[Data supplied — start]

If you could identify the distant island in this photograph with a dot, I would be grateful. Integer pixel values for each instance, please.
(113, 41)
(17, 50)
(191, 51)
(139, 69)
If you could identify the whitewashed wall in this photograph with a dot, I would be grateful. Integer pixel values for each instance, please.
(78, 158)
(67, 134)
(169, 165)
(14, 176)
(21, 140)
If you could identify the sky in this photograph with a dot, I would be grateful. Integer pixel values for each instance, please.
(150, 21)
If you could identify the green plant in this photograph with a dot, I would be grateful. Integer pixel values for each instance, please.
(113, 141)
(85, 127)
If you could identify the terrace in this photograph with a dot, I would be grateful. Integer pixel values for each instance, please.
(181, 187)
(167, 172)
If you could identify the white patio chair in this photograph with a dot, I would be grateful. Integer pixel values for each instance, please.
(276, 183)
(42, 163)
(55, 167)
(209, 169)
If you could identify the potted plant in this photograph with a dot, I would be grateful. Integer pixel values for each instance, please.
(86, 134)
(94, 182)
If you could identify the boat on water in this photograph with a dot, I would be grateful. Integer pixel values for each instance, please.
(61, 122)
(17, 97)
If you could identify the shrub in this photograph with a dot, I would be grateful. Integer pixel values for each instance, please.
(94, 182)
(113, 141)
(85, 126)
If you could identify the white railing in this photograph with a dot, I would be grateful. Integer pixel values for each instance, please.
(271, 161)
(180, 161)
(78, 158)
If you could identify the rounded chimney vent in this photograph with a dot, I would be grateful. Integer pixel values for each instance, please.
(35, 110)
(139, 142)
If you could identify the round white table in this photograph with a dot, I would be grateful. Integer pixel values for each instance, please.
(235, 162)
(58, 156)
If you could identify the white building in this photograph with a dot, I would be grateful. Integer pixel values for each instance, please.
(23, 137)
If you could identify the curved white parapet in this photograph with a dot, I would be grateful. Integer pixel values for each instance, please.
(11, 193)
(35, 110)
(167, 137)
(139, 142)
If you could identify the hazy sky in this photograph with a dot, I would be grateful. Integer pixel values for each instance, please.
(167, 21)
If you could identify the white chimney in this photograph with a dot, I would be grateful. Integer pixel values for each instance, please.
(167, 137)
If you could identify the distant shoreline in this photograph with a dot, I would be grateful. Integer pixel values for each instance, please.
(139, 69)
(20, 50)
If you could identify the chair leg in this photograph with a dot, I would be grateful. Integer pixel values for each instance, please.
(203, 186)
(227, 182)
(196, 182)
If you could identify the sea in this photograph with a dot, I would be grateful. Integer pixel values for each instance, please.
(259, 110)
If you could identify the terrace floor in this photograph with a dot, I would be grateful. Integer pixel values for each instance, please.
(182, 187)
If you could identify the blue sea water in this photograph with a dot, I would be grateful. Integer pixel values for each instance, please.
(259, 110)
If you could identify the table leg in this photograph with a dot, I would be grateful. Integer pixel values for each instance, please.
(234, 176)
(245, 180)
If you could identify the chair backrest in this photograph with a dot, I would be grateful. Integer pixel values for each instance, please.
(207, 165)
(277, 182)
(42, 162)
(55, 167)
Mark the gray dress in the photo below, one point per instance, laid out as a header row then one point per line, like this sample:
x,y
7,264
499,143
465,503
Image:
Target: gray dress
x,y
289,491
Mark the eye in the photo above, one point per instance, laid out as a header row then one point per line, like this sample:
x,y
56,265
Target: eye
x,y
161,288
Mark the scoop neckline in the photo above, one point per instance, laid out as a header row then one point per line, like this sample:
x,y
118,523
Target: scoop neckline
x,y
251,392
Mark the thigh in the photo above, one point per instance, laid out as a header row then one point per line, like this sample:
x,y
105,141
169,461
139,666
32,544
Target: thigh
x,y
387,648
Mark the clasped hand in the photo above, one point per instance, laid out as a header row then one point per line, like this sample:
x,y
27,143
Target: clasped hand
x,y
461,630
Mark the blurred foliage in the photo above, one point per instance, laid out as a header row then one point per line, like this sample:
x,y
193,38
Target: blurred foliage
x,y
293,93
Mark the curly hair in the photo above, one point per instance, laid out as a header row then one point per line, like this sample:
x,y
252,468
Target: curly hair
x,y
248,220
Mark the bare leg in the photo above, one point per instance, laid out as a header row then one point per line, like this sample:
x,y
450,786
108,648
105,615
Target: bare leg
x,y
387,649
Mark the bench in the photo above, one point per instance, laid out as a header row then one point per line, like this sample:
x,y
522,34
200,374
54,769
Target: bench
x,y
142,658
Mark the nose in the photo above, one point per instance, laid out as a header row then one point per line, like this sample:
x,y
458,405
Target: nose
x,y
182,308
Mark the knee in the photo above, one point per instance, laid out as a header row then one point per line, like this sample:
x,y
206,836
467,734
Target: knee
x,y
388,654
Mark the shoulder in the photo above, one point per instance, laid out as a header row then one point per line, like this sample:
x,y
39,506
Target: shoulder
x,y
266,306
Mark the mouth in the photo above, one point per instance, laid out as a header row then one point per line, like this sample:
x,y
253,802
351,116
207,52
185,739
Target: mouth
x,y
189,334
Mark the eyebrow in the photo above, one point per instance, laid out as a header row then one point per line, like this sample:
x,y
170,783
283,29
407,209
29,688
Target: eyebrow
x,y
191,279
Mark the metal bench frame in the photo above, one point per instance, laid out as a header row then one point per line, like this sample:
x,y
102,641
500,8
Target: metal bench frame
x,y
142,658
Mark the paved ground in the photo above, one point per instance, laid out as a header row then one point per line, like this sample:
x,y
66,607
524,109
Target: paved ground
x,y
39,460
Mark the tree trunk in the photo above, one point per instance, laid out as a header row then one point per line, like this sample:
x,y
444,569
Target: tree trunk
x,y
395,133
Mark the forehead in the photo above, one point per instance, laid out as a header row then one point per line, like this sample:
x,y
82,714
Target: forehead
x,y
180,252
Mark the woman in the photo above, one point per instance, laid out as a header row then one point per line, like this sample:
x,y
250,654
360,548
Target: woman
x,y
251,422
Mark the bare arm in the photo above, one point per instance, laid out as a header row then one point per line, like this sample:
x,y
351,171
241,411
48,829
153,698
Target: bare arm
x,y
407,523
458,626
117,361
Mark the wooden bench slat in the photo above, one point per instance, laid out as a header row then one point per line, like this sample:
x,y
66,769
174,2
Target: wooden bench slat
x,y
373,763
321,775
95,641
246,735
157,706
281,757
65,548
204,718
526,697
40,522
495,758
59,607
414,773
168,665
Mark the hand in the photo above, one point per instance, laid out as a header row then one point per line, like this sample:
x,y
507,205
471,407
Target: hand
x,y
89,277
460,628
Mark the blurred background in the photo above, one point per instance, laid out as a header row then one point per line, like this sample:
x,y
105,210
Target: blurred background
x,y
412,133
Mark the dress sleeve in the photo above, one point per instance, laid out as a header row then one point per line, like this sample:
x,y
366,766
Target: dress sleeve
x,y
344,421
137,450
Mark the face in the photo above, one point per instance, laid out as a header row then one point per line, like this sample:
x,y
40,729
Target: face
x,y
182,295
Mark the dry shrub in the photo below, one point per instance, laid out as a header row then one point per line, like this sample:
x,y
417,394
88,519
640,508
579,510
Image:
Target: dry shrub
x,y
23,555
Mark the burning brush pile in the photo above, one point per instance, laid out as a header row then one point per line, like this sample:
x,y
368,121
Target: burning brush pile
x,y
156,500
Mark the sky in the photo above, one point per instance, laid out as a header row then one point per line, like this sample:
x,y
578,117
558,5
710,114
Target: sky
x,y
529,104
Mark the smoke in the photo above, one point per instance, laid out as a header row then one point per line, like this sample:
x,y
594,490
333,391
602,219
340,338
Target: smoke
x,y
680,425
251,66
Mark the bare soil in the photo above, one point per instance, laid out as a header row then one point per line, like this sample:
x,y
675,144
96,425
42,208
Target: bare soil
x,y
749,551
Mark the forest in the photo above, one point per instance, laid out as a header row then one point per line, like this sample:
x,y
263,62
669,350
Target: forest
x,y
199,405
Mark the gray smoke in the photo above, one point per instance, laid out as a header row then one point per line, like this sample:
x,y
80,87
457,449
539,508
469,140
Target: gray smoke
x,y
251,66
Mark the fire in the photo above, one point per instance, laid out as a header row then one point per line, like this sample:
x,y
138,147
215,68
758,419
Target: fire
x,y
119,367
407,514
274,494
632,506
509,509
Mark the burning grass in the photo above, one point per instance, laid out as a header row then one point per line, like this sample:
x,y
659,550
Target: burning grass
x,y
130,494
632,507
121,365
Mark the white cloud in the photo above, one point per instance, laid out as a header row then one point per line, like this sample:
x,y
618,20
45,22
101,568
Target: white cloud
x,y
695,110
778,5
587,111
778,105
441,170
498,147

[Data supplied — finish]

Assigned task: Only the last part of the entries above is needed: please copy the line with "Mark the white" and each line after it exactly.

Solution:
Mark the white cloud in the photo above, one point per instance, laid out as a header row then one point per line, like this sample:
x,y
618,20
45,22
101,568
Target: white cloud
x,y
695,110
778,5
587,111
778,105
441,170
498,147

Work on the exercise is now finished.